**Stored entries:**
^^^^^^^^

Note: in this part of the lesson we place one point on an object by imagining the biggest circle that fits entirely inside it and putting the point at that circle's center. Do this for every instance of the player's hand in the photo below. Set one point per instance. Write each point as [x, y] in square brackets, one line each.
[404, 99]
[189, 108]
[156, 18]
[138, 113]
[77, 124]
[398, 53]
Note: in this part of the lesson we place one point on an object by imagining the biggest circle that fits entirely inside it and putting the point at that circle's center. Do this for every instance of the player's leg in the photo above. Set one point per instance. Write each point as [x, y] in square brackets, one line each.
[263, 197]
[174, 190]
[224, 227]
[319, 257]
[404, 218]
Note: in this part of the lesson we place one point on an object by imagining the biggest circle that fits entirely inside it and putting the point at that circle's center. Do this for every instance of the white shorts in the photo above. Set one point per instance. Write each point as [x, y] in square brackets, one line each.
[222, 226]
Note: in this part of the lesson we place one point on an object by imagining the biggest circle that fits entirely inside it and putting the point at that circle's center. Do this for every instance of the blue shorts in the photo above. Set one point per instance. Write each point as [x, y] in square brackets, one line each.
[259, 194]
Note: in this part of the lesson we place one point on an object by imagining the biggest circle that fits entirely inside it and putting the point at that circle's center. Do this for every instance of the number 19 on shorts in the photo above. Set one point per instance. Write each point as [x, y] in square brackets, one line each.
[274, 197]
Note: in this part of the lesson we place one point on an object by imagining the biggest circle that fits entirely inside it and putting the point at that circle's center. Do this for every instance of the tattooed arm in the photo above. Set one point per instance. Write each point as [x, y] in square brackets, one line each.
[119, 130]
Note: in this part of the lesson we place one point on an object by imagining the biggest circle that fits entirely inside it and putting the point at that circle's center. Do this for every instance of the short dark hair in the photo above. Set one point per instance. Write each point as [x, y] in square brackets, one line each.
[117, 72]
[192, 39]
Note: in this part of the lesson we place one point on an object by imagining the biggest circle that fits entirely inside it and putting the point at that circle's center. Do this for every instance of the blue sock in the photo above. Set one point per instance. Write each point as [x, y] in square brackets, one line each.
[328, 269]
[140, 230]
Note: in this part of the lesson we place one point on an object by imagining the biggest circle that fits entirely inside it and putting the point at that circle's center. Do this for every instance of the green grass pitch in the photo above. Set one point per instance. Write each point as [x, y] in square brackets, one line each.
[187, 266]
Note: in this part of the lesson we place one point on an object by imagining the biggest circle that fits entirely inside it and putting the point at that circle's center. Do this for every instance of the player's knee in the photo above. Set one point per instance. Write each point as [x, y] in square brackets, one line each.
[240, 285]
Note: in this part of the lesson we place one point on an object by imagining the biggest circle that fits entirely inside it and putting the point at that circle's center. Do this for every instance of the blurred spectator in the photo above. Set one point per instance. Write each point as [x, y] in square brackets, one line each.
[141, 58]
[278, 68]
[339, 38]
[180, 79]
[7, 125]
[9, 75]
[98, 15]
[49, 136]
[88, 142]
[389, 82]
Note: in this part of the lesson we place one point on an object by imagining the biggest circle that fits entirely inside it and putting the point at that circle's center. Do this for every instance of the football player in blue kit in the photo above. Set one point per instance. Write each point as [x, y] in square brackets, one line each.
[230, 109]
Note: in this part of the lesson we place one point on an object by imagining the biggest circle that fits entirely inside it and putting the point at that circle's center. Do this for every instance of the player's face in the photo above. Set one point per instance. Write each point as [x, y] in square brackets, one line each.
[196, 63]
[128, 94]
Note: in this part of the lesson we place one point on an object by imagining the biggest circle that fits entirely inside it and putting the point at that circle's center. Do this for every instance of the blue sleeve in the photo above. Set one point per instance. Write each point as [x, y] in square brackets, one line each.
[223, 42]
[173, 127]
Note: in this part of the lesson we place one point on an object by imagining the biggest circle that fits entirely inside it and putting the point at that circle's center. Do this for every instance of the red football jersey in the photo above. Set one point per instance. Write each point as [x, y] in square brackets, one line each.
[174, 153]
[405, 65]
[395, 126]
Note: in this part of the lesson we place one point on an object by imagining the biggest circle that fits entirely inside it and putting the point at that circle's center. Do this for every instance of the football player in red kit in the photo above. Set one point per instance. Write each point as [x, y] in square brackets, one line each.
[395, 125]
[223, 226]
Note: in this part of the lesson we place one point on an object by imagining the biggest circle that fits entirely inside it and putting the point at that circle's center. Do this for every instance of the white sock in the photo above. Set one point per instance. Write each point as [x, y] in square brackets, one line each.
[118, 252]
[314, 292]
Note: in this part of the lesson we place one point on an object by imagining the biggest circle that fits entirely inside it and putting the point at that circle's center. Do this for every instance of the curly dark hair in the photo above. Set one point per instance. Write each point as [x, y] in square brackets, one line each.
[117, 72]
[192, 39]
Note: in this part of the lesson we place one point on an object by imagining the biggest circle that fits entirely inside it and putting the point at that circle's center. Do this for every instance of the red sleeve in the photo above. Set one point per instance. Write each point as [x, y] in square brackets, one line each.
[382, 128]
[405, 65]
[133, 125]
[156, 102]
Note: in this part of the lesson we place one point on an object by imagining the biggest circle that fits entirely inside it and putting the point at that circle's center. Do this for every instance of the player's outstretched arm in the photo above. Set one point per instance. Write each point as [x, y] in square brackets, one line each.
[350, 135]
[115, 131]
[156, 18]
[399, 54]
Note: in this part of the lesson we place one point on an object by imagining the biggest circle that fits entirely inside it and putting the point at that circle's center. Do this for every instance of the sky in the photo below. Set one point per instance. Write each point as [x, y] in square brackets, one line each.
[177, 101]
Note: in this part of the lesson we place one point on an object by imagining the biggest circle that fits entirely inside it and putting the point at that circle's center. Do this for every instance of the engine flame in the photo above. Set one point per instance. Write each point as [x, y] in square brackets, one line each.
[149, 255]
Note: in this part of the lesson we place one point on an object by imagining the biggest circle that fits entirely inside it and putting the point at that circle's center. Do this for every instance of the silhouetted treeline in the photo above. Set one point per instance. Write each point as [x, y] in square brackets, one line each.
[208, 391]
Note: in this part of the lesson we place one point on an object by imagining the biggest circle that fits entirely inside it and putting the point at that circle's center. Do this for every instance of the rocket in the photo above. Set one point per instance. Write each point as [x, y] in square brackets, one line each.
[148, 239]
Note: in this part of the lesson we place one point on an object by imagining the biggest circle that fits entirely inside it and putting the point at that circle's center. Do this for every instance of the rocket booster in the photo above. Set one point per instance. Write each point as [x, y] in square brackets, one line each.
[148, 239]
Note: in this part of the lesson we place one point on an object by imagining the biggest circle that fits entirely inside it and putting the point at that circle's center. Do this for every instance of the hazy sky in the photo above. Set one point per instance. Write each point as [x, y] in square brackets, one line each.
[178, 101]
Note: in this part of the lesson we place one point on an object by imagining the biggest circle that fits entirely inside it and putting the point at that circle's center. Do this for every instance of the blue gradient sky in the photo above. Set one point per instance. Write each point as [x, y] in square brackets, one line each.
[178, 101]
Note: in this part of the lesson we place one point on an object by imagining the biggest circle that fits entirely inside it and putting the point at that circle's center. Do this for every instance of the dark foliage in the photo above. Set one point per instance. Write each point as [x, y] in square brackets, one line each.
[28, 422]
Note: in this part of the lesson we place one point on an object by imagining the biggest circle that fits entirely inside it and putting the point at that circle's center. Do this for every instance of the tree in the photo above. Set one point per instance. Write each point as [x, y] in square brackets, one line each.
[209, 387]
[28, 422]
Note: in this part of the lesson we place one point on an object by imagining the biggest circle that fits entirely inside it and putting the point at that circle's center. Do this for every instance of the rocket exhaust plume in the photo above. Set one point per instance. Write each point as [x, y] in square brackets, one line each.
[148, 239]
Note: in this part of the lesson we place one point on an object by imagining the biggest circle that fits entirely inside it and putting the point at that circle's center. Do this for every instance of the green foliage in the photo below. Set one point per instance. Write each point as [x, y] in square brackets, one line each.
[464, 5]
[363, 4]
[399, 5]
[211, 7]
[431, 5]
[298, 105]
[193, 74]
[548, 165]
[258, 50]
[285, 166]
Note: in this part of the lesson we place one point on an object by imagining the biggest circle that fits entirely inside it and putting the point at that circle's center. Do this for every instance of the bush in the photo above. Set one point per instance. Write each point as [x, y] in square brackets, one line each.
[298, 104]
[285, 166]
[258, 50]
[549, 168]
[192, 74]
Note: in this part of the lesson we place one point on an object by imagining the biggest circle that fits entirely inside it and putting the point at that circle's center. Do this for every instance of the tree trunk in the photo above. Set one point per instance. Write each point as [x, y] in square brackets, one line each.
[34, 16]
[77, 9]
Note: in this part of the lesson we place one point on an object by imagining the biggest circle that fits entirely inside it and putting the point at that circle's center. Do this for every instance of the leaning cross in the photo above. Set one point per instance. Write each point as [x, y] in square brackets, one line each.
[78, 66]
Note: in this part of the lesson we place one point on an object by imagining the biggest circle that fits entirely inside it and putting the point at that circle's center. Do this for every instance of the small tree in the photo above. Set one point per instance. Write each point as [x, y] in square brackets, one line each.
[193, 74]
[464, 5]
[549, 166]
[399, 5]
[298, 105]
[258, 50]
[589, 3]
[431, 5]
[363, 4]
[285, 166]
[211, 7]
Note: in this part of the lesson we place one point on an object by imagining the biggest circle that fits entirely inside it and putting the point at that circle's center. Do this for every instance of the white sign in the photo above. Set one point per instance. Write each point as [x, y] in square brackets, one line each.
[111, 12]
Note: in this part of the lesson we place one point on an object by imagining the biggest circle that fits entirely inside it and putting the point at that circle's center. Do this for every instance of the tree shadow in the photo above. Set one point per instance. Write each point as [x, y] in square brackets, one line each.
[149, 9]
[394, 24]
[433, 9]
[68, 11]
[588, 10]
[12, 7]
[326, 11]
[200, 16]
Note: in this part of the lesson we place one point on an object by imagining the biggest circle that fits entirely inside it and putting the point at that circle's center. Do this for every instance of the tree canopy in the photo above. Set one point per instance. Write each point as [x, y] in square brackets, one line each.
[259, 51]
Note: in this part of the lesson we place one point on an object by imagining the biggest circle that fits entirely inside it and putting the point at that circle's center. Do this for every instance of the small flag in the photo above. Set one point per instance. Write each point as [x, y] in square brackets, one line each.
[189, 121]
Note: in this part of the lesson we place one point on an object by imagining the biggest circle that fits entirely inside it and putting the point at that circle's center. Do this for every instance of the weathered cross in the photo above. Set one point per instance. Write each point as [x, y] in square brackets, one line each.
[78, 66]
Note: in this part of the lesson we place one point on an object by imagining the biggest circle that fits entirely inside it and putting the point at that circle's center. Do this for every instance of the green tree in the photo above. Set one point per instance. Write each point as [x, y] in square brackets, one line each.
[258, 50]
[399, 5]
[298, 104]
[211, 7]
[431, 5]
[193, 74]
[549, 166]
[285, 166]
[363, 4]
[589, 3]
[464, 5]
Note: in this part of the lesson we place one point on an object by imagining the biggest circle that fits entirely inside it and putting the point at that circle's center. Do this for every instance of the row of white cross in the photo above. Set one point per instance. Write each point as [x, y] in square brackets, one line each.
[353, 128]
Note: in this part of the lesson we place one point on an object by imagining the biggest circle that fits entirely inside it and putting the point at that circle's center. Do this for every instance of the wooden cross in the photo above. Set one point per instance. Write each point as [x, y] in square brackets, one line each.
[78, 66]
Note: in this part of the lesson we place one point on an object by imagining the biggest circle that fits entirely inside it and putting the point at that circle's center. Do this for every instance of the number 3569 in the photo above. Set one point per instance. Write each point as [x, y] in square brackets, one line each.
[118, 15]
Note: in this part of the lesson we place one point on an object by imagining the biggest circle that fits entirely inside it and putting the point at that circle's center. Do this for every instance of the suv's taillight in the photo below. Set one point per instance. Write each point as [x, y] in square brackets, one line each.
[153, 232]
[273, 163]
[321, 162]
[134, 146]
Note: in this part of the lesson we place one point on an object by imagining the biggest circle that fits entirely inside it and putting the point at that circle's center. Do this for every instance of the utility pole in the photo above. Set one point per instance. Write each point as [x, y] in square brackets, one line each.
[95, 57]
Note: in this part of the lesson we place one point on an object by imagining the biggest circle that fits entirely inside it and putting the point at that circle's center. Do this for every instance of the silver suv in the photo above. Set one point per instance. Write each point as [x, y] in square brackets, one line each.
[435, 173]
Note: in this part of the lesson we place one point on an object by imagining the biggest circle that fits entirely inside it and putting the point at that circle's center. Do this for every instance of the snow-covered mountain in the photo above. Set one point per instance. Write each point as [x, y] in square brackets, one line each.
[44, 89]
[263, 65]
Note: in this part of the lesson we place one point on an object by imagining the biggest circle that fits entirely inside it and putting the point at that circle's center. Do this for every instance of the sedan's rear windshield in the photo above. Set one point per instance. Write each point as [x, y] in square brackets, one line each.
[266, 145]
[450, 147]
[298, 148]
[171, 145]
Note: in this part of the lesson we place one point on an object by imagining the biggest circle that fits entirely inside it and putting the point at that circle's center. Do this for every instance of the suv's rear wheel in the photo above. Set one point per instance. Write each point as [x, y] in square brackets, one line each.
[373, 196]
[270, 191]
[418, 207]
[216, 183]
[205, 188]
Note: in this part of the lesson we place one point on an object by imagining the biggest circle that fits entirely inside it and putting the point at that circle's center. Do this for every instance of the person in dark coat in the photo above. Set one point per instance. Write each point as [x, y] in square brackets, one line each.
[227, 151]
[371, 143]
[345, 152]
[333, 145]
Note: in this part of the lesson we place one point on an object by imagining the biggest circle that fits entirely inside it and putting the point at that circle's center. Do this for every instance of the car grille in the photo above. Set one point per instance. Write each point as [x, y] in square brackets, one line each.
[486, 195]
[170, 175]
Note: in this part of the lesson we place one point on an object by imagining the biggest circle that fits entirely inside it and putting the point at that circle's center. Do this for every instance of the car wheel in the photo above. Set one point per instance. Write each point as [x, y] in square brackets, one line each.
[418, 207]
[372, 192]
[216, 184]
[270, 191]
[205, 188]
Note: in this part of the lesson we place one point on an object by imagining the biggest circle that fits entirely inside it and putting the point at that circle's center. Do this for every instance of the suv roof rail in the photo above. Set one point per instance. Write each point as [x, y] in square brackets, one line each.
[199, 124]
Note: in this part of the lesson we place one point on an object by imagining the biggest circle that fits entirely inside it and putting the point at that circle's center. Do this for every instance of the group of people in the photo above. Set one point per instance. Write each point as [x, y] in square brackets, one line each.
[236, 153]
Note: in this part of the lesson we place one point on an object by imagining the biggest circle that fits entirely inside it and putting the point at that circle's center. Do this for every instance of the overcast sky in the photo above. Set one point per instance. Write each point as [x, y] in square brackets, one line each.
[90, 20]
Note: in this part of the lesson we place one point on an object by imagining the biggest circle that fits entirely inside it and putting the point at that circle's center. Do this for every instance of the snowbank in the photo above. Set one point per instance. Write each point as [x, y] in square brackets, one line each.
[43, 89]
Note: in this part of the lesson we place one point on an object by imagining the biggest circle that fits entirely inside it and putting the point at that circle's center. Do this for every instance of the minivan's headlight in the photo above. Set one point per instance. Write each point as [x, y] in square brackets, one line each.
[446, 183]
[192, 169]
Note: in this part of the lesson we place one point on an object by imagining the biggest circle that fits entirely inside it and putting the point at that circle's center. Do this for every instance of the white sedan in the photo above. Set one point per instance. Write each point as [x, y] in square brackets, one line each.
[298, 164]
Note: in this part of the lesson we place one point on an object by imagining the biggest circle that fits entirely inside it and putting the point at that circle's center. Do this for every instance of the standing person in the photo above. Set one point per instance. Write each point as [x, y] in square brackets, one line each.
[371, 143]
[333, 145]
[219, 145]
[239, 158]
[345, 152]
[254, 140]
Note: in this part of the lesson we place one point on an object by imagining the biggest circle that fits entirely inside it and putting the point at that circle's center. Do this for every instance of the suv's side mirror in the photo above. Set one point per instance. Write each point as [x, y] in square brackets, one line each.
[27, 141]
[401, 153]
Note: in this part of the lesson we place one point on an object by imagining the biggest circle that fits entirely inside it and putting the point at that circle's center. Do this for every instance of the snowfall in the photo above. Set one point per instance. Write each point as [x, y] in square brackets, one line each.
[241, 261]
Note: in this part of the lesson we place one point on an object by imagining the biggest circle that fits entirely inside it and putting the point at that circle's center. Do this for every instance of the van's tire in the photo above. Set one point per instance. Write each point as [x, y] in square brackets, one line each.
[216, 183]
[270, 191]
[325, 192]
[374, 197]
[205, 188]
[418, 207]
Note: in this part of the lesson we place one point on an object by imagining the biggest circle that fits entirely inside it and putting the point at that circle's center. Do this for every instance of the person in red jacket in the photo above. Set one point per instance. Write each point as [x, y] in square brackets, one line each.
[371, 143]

^^^^^^^^

**SET EXERCISE:** Each line from the one containing "of the van's" through the end of the entries, both included, is to be returned exactly, with no other lines.

**EXPECTED OUTPUT:**
Note: in this part of the lesson we place one point on an object by imagining the biggest circle that fits entirely inside it and putting the point at that circle's center. Do this for every instance of the van's tire in the photo above. Set one point per instance. Write each point as [x, y] in square brackets, one line each.
[216, 183]
[270, 191]
[325, 192]
[374, 197]
[205, 188]
[418, 207]
Note: in this part of the lesson we place one point on an object by imagining the biggest circle that fits entirely inside it and putting the point at that circle's center. Do this for every instance of the person in red jacket in the photo above. Set one point per instance. Write each point as [x, y] in square brackets, one line each.
[371, 143]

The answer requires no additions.